*** Opening of DOCUMENT EXTRACT ***

Within 15 minutes after the test radiation levels began climbing on Eneu Island, site of the test control bunker, which was supposed to be upwind from the test and thus immune to fallout. An hour after the shot the level had reached 40 R/hr, and personnel had to retreat from the control room to the most heavily shielded room of the bunker until they could be rescued 11 hours later.
An hour after the shot Navy ships 30 miles south of Bikini found themselves being dusted with fallout with deck radiation levels rising to 5 R/hr. navy personnel were forced to retreat below decks and the ships retreated farther from the atoll.
As the fallout drifted east U.S. evacuation efforts lagged behind the plume. At Rongerik, 133 nm from ground zero, 28 U.S. personnel manning a weather station were evacuated on 2 March but not before receiving significant exposures. Evacuations of the 154 Marshallese Islanders only 100 nm from the shot did not begin until the morning of 3 March. Radiation safety personnel computed that the islanders received a whole-body radiation doses of 175 rad on Rongelap, 69 rad on Ailinginae, and 14 rad on Utirik.
The Japanese fishing vessel Daigo Fukuryu Maru (Fifth Lucky Dragon) was also heavily contaminated, with the 23 crewmen receiving exposures of 300 R, one of whom later died – apparently from complications. This incident created an international uproar, and a diplomatic crisis with Japan.
The entire Bikini Atoll was contaminated to varying degrees and plans for conducting test operations from the islands, including use of the firing bunker, had to be abandoned. All further Castle tests were controlled by radio link from the USS Estes.
After this test the exclusion zone around the Castle tests was increased to 570,000 square miles, a circle 850 miles across (for comparison this is equal to about 1% of the entire Earth’s land area).
An 850 mile circle covers most of Japan.
The need is for nuclear scientists to be engaged. Right now the emphasis is toward public relations. The detection of gaseous fission products indicates the time remaining to take action at Fukushima is running out.
What can be done:
– The Japanese government must seize the day and eliminate Tepco’s role in the reclamation process.
– Expand the exclusion zone to 50 miles from the plant until the cores are located then stabilized.

*** Close of DOCUMENT EXTRACT ***
*** Opening of INFORMATION SUPPLIED ***

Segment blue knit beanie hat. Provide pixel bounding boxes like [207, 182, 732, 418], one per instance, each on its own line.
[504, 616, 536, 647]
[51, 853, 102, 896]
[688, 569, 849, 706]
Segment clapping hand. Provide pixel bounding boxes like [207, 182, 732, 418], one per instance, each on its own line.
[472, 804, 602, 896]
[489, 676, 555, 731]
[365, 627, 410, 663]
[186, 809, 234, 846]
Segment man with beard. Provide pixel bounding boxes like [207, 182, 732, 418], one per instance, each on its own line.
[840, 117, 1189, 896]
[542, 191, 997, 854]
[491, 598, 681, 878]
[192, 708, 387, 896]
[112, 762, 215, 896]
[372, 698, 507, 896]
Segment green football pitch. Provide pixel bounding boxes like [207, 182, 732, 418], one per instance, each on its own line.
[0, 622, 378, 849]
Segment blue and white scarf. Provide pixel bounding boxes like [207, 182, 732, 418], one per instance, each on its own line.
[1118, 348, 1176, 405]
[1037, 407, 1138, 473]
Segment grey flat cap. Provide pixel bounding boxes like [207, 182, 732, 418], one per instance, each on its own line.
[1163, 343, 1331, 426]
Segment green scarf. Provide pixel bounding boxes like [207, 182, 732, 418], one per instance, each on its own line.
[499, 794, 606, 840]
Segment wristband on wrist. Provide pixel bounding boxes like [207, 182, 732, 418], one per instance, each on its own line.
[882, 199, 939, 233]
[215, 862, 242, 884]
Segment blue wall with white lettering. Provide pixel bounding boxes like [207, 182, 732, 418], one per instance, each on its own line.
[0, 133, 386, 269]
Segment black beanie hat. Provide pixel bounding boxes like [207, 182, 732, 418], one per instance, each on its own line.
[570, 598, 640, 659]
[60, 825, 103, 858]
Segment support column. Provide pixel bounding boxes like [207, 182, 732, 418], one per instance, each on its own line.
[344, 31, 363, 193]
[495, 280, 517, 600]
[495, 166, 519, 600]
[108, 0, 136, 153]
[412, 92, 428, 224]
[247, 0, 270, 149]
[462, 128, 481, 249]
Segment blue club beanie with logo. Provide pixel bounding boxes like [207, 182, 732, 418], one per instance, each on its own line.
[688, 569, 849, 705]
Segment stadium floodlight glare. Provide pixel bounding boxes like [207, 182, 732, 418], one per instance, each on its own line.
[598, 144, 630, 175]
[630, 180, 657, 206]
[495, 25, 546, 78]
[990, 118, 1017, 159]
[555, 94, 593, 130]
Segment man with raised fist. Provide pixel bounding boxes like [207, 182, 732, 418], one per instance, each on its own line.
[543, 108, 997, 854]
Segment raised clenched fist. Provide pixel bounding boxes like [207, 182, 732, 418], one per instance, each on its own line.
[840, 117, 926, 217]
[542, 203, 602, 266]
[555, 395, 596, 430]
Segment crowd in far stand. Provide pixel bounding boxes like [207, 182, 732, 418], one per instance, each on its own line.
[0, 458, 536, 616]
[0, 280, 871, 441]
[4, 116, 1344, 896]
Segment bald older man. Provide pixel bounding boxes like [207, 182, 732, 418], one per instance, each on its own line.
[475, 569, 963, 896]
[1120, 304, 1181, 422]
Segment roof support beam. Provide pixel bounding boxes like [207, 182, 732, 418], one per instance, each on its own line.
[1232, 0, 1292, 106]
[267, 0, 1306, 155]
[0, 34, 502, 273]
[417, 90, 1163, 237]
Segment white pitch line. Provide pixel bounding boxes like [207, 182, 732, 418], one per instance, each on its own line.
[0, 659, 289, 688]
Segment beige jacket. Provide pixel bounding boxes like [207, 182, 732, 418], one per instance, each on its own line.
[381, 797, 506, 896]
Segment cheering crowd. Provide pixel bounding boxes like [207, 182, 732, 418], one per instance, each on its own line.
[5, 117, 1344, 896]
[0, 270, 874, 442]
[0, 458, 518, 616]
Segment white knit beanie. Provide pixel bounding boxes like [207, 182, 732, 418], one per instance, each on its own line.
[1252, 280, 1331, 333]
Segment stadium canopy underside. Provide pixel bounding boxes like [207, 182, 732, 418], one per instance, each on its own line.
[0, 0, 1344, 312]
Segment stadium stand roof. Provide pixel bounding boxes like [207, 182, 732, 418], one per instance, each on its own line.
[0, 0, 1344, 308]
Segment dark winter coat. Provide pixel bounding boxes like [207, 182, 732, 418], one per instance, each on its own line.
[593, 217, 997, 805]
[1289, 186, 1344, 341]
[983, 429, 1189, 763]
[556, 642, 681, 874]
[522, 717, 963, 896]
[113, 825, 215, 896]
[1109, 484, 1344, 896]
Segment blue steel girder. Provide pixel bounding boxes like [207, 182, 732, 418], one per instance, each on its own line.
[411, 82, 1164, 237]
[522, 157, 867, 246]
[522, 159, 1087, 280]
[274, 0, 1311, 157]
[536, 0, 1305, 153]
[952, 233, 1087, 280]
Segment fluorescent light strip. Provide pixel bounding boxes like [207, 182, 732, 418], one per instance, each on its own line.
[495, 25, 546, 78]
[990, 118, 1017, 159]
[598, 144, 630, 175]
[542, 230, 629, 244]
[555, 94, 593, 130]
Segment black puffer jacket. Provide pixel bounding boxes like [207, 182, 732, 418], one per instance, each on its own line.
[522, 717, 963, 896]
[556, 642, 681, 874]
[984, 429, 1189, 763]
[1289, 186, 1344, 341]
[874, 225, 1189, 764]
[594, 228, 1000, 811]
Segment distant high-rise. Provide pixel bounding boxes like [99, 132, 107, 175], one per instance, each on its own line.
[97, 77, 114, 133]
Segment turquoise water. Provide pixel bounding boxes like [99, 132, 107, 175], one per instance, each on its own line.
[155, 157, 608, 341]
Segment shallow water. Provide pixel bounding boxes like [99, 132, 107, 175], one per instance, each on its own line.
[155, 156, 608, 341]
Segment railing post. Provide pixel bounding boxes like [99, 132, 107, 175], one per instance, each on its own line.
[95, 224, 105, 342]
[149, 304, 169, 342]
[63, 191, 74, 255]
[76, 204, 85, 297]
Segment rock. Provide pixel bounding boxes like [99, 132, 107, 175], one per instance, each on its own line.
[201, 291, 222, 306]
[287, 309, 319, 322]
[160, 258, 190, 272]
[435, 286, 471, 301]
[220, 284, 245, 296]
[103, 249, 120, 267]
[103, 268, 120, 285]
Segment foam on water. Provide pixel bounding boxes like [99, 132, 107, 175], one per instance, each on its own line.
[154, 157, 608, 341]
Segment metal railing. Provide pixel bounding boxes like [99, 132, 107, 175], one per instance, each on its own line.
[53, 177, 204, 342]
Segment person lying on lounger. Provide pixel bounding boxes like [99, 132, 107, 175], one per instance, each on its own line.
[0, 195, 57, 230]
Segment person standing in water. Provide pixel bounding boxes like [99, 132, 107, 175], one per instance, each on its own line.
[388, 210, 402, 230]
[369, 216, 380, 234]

*** Close of INFORMATION SUPPLIED ***

=== GOAL OF THE EXERCISE ===
Decide whether each statement agrees with the passage on Castle test fallout above. Answer yes or no for each, and quote the deciding words of the passage. (a) Navy ships 30 miles south of Bikini saw deck radiation levels rise to 5 R/hr. (b) The evacuation of the Marshallese Islanders began on 2 March. (c) After Bikini Atoll was contaminated, the remaining Castle tests were run from the firing bunker.

=== TASK SOLUTION ===
(a) Yes: "Navy ships 30 miles south of Bikini found themselves being dusted with fallout with deck radiation levels rising to 5 R/hr."
(b) No: "Evacuations of the 154 Marshallese Islanders only 100 nm from the shot did not begin until the morning of 3 March."
(c) No: "All further Castle tests were controlled by radio link from the USS Estes."